>> START Selected text

On 30.07.21 13:38, Juergen Gross wrote:
> In order to avoid problems in case the backend is modifying a response
> on the ring page while the frontend has already seen it, just read the
> response into a local buffer in one go and then operate on that buffer
> only.
>
> Signed-off-by: Juergen Gross <jgross@suse.com>
> Reviewed-by: Jan Beulich <jbeulich@suse.com>
> Acked-by: Roger Pau Monné <roger.pau@citrix.com>
> ---
>   drivers/block/xen-blkfront.c | 35 ++++++++++++++++++-----------------
>   1 file changed, 18 insertions(+), 17 deletions(-)
>
> diff --git a/drivers/block/xen-blkfront.c b/drivers/block/xen-blkfront.c
> index d83fee21f6c5..15e840287734 100644
> --- a/drivers/block/xen-blkfront.c
> +++ b/drivers/block/xen-blkfront.c
> @@ -1496,7 +1496,7 @@ static bool blkif_completion(unsigned long *id,
>   static irqreturn_t blkif_interrupt(int irq, void *dev_id)
>   {
>   	struct request *req;
> -	struct blkif_response *bret;
> +	struct blkif_response bret;
>   	RING_IDX i, rp;
>   	unsigned long flags;
>   	struct blkfront_ring_info *rinfo = (struct blkfront_ring_info *)dev_id;
> @@ -1513,8 +1513,9 @@ static irqreturn_t blkif_interrupt(int irq, void *dev_id)

>> END Selected text
>> START Entries

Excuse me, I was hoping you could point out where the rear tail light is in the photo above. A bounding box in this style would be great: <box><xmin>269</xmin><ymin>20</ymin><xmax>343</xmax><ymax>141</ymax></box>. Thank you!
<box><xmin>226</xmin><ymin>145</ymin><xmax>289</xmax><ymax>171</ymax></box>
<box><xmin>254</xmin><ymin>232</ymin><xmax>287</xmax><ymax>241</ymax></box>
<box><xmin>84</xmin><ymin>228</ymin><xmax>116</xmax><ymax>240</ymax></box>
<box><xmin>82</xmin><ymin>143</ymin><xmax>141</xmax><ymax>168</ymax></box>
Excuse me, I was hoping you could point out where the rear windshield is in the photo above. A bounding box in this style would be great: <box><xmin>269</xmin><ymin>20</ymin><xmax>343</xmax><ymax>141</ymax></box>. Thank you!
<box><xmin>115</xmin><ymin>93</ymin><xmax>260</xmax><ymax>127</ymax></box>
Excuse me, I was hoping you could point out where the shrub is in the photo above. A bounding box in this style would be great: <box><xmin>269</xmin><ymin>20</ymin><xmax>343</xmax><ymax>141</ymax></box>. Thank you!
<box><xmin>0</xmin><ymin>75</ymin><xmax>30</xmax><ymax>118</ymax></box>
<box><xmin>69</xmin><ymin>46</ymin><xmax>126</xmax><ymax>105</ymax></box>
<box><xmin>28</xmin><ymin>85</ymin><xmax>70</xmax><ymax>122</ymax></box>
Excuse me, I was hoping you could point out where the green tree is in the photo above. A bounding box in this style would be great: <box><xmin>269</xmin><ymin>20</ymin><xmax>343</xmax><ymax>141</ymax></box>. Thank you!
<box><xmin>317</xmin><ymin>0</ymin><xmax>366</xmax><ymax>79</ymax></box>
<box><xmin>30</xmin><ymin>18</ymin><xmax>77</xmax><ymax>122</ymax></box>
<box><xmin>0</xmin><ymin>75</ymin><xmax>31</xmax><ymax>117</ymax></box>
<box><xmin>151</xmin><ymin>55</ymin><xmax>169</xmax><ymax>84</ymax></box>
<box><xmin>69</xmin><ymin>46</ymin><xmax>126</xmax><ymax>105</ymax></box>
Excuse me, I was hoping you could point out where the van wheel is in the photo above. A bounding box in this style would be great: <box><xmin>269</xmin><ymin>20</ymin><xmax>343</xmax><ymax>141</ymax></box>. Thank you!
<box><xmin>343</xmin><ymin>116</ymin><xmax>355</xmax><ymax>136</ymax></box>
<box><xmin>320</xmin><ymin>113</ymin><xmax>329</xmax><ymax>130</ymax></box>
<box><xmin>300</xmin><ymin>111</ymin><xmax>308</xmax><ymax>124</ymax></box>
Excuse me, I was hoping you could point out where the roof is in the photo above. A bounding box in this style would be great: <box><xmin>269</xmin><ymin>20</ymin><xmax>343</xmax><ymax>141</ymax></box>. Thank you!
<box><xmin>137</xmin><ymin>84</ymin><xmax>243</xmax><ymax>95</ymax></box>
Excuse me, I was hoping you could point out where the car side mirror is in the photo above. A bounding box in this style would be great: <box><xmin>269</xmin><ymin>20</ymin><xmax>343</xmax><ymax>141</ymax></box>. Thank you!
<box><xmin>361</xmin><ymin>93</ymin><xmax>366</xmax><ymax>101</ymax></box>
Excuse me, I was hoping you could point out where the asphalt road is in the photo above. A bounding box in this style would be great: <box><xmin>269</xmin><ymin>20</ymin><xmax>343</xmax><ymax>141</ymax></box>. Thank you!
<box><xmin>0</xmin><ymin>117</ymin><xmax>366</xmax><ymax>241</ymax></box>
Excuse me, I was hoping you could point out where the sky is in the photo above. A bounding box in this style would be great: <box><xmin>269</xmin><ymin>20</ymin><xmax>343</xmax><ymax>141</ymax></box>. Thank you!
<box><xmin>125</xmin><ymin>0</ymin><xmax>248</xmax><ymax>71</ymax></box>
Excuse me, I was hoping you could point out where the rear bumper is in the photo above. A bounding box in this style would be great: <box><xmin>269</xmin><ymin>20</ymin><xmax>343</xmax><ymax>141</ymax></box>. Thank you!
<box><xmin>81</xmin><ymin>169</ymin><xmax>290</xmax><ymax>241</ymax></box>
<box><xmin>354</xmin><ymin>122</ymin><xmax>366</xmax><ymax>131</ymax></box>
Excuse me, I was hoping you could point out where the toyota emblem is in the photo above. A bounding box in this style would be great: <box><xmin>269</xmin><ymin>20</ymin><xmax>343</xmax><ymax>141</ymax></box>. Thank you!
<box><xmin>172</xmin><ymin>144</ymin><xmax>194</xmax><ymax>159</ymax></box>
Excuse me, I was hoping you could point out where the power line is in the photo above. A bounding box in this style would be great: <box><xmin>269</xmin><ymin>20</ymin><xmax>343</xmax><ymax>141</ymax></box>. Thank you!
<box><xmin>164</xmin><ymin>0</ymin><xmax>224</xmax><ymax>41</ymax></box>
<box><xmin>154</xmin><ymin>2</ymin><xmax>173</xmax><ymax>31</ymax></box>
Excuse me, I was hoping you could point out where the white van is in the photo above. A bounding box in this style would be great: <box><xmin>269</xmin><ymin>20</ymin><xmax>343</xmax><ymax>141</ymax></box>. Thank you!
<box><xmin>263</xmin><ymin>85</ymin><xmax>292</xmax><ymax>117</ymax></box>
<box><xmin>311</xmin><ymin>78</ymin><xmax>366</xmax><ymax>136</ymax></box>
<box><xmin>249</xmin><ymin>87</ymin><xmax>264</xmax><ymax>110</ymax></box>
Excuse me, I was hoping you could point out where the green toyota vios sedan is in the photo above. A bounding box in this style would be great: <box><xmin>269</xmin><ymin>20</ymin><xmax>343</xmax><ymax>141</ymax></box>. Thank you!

>> END Entries

In the patch email, who is named in the Reviewed-by line?

Jan Beulich